» TASK TO COMPLETE:
List each line of the material containing the word "badge", copying every such line in full.

Records excerpted from a collection

++++++++++

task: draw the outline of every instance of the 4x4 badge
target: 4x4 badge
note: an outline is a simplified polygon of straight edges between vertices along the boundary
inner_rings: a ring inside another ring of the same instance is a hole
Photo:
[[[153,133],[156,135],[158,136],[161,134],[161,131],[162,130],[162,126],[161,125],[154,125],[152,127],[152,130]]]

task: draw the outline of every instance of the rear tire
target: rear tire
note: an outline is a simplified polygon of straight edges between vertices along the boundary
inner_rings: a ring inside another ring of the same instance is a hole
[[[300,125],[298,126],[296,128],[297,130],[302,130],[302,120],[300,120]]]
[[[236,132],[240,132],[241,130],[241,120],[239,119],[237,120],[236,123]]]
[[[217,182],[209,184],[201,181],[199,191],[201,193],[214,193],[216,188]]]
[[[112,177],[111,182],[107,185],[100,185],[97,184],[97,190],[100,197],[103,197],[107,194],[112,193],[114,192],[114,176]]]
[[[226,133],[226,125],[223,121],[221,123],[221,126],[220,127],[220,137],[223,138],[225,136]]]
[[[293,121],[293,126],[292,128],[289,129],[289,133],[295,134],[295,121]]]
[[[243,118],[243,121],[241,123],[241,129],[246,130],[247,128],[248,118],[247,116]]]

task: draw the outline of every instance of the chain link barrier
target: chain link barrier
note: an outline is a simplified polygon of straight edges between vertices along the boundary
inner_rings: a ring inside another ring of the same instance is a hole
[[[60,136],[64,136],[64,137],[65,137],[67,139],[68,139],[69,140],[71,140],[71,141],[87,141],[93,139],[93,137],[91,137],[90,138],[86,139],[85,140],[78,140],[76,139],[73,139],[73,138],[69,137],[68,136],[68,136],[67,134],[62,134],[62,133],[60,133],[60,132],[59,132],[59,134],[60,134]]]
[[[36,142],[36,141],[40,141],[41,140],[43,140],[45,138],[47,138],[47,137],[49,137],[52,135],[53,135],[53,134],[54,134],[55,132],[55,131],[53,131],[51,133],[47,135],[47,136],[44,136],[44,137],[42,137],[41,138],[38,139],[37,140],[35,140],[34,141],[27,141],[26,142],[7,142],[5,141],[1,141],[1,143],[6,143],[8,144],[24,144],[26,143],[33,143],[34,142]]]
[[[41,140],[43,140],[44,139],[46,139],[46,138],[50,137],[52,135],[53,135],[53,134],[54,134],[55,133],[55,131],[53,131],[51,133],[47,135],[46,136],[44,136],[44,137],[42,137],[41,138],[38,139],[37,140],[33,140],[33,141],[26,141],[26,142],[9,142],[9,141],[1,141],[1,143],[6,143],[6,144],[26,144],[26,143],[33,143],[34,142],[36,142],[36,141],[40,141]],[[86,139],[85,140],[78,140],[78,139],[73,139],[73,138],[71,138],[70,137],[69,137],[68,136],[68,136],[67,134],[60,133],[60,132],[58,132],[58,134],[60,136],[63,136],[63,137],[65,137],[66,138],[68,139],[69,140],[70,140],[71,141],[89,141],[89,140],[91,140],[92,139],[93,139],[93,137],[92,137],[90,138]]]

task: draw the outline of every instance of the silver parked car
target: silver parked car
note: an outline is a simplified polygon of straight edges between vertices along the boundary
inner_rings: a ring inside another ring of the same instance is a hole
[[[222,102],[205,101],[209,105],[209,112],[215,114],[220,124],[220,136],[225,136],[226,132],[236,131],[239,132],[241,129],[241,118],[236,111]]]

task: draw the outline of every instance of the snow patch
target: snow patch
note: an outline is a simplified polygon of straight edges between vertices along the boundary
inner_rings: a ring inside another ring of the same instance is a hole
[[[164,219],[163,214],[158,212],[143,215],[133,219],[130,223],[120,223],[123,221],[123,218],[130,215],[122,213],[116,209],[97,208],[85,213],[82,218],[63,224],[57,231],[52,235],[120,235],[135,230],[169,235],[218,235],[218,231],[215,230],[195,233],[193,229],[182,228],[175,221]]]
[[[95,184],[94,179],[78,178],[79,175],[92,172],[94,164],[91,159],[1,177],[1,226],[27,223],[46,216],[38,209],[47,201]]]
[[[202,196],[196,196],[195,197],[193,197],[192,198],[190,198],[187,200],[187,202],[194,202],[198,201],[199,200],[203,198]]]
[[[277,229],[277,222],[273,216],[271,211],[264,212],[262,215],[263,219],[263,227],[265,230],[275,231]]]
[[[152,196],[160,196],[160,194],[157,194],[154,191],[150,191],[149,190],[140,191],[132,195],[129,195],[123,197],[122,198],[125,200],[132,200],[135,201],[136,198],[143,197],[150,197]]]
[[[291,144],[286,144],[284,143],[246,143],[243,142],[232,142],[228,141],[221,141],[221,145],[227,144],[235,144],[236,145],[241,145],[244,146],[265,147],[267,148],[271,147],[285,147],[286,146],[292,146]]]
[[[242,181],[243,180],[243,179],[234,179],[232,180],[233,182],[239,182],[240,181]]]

++++++++++

» TASK SOLUTION:
task: draw the outline of every instance of the 4x4 badge
target: 4x4 badge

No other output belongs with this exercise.